[Collection entries]
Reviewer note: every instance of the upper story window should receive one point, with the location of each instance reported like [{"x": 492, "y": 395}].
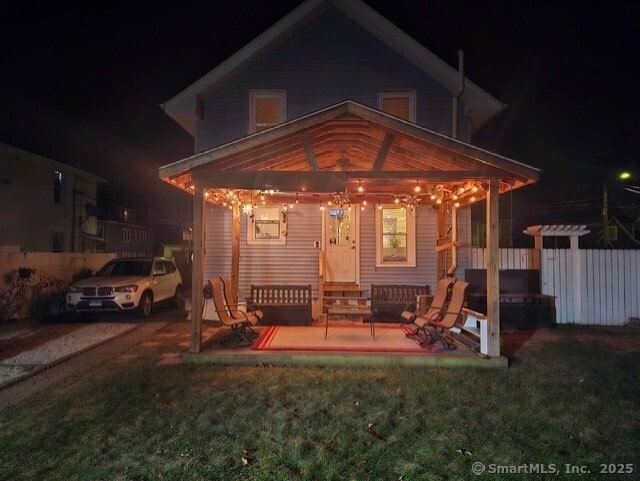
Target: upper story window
[
  {"x": 266, "y": 109},
  {"x": 399, "y": 103},
  {"x": 57, "y": 186}
]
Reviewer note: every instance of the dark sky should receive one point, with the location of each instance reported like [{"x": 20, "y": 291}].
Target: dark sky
[{"x": 83, "y": 84}]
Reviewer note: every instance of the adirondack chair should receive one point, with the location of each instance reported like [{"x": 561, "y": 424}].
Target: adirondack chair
[
  {"x": 240, "y": 322},
  {"x": 419, "y": 317},
  {"x": 436, "y": 330}
]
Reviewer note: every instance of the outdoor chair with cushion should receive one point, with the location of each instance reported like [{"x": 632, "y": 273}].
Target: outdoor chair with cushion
[
  {"x": 420, "y": 315},
  {"x": 240, "y": 322},
  {"x": 436, "y": 329}
]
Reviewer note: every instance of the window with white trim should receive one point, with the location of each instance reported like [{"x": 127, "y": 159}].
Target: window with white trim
[
  {"x": 399, "y": 103},
  {"x": 267, "y": 225},
  {"x": 395, "y": 237},
  {"x": 266, "y": 109}
]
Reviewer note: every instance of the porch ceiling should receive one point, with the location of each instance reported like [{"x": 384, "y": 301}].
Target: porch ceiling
[{"x": 340, "y": 149}]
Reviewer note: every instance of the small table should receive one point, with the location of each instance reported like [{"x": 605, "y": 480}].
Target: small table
[{"x": 350, "y": 311}]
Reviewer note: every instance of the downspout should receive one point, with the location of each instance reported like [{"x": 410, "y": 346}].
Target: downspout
[
  {"x": 454, "y": 212},
  {"x": 454, "y": 242},
  {"x": 458, "y": 95}
]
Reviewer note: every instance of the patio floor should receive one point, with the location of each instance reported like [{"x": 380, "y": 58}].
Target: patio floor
[{"x": 212, "y": 352}]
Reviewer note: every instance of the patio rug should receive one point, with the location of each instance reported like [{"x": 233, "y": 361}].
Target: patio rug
[{"x": 340, "y": 338}]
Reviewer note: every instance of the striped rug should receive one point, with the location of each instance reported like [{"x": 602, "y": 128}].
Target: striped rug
[{"x": 389, "y": 338}]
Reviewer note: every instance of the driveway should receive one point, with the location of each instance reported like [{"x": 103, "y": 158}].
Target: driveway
[{"x": 33, "y": 356}]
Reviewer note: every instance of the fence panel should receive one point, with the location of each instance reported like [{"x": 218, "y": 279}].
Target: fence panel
[{"x": 591, "y": 286}]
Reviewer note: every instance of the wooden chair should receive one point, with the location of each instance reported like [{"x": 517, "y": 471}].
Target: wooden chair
[
  {"x": 240, "y": 322},
  {"x": 436, "y": 330},
  {"x": 419, "y": 316},
  {"x": 231, "y": 297}
]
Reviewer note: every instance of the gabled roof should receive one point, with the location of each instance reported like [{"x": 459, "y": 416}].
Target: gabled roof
[
  {"x": 340, "y": 147},
  {"x": 481, "y": 106}
]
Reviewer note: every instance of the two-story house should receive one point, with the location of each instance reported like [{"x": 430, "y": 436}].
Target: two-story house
[
  {"x": 48, "y": 206},
  {"x": 336, "y": 148}
]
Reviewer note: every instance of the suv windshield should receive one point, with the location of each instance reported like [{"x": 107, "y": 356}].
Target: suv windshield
[{"x": 126, "y": 268}]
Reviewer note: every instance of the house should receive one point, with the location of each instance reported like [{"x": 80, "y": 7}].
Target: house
[
  {"x": 48, "y": 206},
  {"x": 335, "y": 148}
]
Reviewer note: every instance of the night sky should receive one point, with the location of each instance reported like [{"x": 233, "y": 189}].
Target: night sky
[{"x": 83, "y": 84}]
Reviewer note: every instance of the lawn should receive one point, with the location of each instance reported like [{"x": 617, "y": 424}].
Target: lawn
[{"x": 570, "y": 403}]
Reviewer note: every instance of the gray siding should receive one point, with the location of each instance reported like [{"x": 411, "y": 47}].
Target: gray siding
[
  {"x": 330, "y": 60},
  {"x": 296, "y": 262}
]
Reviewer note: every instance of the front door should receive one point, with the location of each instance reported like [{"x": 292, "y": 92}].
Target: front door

Goal:
Reproduce the material above verbatim; omit every picture.

Solution for this problem:
Reviewer note: every instance of the upper story window should receive one point, with the location of each instance reported like [{"x": 492, "y": 395}].
Target: upper story window
[
  {"x": 266, "y": 109},
  {"x": 399, "y": 103},
  {"x": 57, "y": 186}
]
Reviewer note: every instance of the dark sky should receive one point, with the location of each instance reported like [{"x": 20, "y": 291}].
Target: dark sky
[{"x": 83, "y": 84}]
Reviewer note: every instance of the adirondack chair should receive one point, with the location of each instance reported like [{"x": 561, "y": 424}].
Target: adirondack chair
[
  {"x": 240, "y": 322},
  {"x": 419, "y": 317},
  {"x": 436, "y": 330}
]
Reviewer note: every instance of the outdoor chair with cushion should receive one point, with the location of each instance reported like [{"x": 632, "y": 273}].
Target: outdoor chair with cushion
[
  {"x": 420, "y": 315},
  {"x": 240, "y": 322},
  {"x": 436, "y": 329}
]
Reviewer note: every instance of the window with white trim should receive one point, with the location of each instance reported like [{"x": 127, "y": 159}].
Target: window with white trim
[
  {"x": 399, "y": 103},
  {"x": 267, "y": 225},
  {"x": 395, "y": 237},
  {"x": 266, "y": 109}
]
Reviewer note: every instance of the porch ceiling should receive one point, with the location of each instance reported like [{"x": 384, "y": 301}].
Target: porch ceiling
[{"x": 340, "y": 149}]
Reviewer note: every instance of the small table should receive one point, with the location of each instance reported like [{"x": 605, "y": 480}].
Target: small table
[{"x": 350, "y": 311}]
Reviewer note: every instance of the downspout should receive one point, with the location of each instance reported like [{"x": 410, "y": 346}].
Target: downspout
[
  {"x": 454, "y": 212},
  {"x": 454, "y": 242},
  {"x": 458, "y": 95}
]
Reviewer note: every instance of the patio floor should receive one point, with the location of each instance reported like [{"x": 380, "y": 58}].
Target: patio floor
[{"x": 212, "y": 352}]
Reviewer note: every instance of the patio rug should receive one point, with the location of each instance reported like [{"x": 233, "y": 361}].
Target: patio rug
[{"x": 340, "y": 338}]
Reviewer note: every instance of the striped rug should receive one point, with the location of each instance reported like [{"x": 602, "y": 128}].
Target: striped rug
[{"x": 389, "y": 338}]
Reviewer note: every instance of the driveway should receive one point, with the location of each instance reported like [{"x": 103, "y": 158}].
Target: driveway
[{"x": 33, "y": 356}]
Reviewer note: every instance of the fence panel should receive one point, with the location of each instance reported like [{"x": 218, "y": 279}].
Target: fence panel
[{"x": 591, "y": 286}]
Reviewer note: every instance of the wooden chair should receive one point, with the location of each instance reported like [{"x": 517, "y": 471}].
Target: wooden chair
[
  {"x": 240, "y": 322},
  {"x": 436, "y": 330},
  {"x": 419, "y": 316},
  {"x": 231, "y": 297}
]
Reviewer note: every instance of the gabled roof should receive one point, with the location of each instance reported like [{"x": 459, "y": 416}].
Target: gabled roof
[
  {"x": 340, "y": 147},
  {"x": 481, "y": 106}
]
Reviewer note: every instance of the two-story house should receive one point, with the location of each instance reported like [{"x": 430, "y": 436}].
Target: two-story house
[
  {"x": 48, "y": 206},
  {"x": 336, "y": 148}
]
Reviewer note: every instance of the suv windshield should receive one point, with the location of each instance reported like [{"x": 107, "y": 356}].
Target: suv windshield
[{"x": 126, "y": 268}]
Reviewer note: every instance of the house should receive one point, with the location of each instance reported like [{"x": 80, "y": 7}].
Target: house
[
  {"x": 48, "y": 206},
  {"x": 335, "y": 148}
]
Reviewer note: every instance of the night sky should receive one point, with the location of each instance reported like [{"x": 233, "y": 189}].
Target: night sky
[{"x": 83, "y": 84}]
Reviewer note: every instance of the lawn should receive one point, with the location of each instance reported like [{"x": 617, "y": 424}].
Target: lawn
[{"x": 570, "y": 403}]
Reviewer note: every instance of the gray siding should receive one point, with the location of each instance reported like [{"x": 411, "y": 47}].
Target: gray siding
[
  {"x": 330, "y": 60},
  {"x": 296, "y": 262}
]
Reviewer note: every instance of the front door should receive one point, with the location of each instance reported like [{"x": 292, "y": 92}].
Target: front door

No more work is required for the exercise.